--- BEGIN Document passage ---

Philip Hammond MP: The Conservative path to lower taxes and high quality public services
Philip Hammond, Shadow Chief Secretary to the Treasury and MP for Runnymede and Weybridge, highlights the key themes of yesterday's 'Living within our means' speech by the Conservative leader.
David Cameron gave an important speech yesterday setting out how the Conservatives will make sure that we live within our means in Government. After a decade of reckless spending under Labour, David’s pledge to restore “good housekeeping” is a key part of constructing a positive alternative to this failing Government.
In the decades ahead there will be pressure to spend more on the essentials - whether that’s care for the older generation, equipment for our armed forces, or more prisons and police. And at the same time, we have reached the limits of acceptable taxation and borrowing.
With the rising cost of living, taxpayers can’t take any more pain; indeed they want a Government that can give them the prospect of relief. And our economy can’t take any more pain without losing jobs to lower tax competitors.

--- END Document passage ---

* The tasks *
(a) Extract the section of the article on Conservative spending plans from "Philip Hammond MP: The" to "this failing Government.", reproducing the wording without change.
(b) Pull out every line of the entries that contains the word "metal", copying each line in full.

--- BEGIN Data records ---

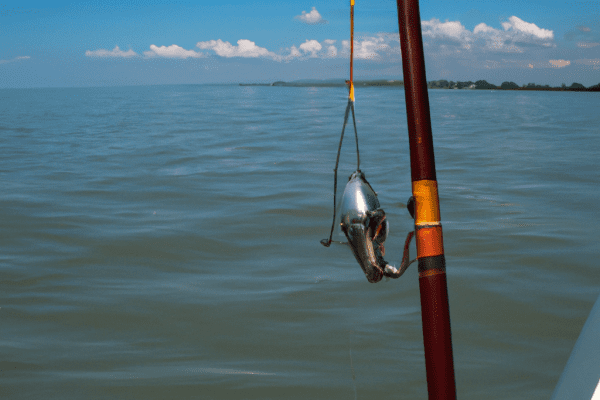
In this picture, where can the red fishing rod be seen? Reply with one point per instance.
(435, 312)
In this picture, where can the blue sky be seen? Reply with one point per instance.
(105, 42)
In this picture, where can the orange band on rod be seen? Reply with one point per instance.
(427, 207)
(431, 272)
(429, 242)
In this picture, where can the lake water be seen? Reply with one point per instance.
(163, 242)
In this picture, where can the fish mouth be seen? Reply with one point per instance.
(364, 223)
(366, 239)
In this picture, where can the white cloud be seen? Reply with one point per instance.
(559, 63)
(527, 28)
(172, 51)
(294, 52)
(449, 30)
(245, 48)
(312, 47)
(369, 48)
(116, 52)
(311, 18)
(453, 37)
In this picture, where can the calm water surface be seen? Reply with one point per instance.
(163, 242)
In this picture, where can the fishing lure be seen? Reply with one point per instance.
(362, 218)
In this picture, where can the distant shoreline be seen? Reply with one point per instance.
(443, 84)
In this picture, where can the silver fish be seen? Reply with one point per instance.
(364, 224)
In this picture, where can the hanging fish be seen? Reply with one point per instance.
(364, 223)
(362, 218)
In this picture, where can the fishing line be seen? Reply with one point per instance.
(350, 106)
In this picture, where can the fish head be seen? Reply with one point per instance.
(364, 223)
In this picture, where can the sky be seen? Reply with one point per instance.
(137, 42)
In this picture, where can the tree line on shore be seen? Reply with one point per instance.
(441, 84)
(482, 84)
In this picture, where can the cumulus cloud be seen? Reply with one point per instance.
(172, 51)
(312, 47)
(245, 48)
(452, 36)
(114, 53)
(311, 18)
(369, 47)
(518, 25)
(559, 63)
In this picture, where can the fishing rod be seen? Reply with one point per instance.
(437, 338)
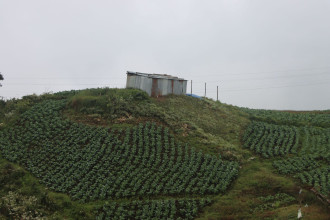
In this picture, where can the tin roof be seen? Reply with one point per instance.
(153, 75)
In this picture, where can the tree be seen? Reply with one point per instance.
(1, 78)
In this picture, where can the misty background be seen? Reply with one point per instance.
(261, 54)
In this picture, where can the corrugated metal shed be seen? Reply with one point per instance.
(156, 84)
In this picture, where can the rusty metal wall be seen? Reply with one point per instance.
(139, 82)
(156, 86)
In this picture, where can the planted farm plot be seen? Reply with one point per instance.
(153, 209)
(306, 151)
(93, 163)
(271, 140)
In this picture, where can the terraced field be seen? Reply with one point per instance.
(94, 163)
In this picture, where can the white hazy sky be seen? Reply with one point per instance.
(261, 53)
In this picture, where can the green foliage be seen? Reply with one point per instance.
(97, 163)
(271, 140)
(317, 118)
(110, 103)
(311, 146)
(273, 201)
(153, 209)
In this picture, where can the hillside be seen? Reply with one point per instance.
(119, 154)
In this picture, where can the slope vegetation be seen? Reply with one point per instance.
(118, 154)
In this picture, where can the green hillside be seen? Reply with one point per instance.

--- END Data records ---

* Answers for the exercise *
(a)
Philip Hammond MP: The Conservative path to lower taxes and high quality public services
Philip Hammond, Shadow Chief Secretary to the Treasury and MP for Runnymede and Weybridge, highlights the key themes of yesterday's 'Living within our means' speech by the Conservative leader.
David Cameron gave an important speech yesterday setting out how the Conservatives will make sure that we live within our means in Government. After a decade of reckless spending under Labour, David’s pledge to restore “good housekeeping” is a key part of constructing a positive alternative to this failing Government.

(b)
In this picture, where can the corrugated metal shed be seen? Reply with one point per instance.
In this picture, where can the rusty metal wall be seen? Reply with one point per instance.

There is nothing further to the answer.